**WHAT IS EXPECTED:** Using the entries that follow, collect the lines where the word "jeans" appears.

**STORED DATA:**

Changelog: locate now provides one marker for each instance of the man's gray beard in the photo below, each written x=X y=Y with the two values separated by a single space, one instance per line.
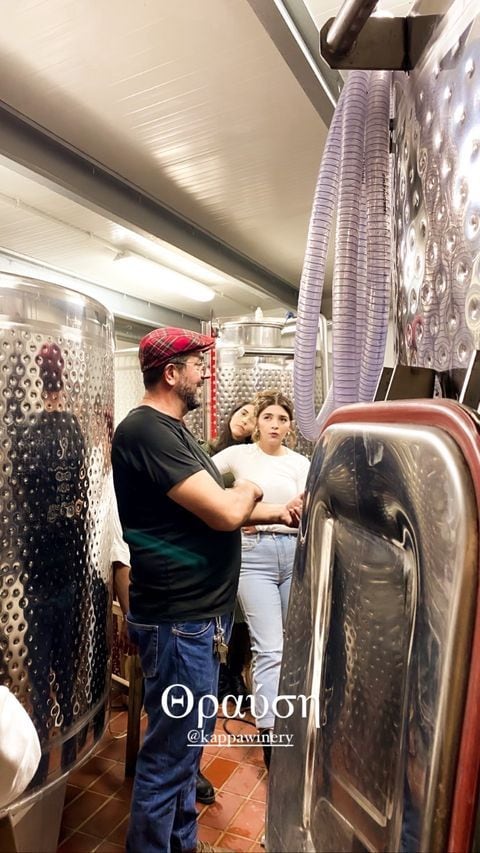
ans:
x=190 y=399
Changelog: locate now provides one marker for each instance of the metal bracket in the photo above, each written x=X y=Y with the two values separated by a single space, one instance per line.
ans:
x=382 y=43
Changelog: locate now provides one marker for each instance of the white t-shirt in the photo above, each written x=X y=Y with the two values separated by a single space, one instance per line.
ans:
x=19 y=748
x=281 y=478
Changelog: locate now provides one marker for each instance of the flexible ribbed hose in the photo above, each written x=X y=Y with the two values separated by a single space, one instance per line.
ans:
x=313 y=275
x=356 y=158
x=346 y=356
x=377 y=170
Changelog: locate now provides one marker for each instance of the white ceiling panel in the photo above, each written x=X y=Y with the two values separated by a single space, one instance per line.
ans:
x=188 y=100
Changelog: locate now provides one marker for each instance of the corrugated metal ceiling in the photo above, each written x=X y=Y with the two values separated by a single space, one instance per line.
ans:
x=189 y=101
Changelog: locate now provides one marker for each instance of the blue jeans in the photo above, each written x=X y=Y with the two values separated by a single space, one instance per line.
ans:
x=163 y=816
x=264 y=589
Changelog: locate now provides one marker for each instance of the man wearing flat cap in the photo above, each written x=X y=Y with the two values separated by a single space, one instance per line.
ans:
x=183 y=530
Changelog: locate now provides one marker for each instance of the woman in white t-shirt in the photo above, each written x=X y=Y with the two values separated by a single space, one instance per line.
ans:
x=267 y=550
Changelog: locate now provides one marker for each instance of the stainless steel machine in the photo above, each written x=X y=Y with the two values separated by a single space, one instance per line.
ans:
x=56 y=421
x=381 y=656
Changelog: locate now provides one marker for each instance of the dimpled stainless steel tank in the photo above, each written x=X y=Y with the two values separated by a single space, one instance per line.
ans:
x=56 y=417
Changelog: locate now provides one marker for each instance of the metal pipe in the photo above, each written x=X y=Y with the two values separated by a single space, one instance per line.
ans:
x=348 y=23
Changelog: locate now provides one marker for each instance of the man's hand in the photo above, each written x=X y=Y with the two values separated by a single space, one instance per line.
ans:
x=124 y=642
==
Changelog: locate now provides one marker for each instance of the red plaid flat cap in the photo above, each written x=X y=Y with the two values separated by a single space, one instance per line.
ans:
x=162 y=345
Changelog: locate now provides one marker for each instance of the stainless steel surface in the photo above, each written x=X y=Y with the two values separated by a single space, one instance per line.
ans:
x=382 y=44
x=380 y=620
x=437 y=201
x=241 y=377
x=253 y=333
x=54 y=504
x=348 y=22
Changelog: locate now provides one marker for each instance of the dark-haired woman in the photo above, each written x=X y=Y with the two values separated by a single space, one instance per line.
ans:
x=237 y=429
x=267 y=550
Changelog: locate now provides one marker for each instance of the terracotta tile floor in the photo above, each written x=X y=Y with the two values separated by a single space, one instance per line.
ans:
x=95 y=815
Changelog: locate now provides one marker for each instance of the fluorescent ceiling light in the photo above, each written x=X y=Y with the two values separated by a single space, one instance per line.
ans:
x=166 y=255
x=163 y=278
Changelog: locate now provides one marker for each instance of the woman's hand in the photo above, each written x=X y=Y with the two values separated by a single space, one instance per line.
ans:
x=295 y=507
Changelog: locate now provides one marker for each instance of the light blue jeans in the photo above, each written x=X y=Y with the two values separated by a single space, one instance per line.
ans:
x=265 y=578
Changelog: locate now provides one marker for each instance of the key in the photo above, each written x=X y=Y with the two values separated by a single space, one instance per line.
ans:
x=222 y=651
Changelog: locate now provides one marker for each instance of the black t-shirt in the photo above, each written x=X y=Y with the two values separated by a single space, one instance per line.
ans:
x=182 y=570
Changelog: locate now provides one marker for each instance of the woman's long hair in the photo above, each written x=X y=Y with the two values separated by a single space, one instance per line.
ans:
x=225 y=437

**RESULT:**
Changelog: locate now provides one marker for each instance of the blue jeans in the photo above, each written x=X y=Y with the two values separated by a single space, one instance per line.
Changelog: locate now provides one marker for each instance of the light blue jeans in the photo above, each written x=X y=Y with the two values separated by a single space, one instance per line.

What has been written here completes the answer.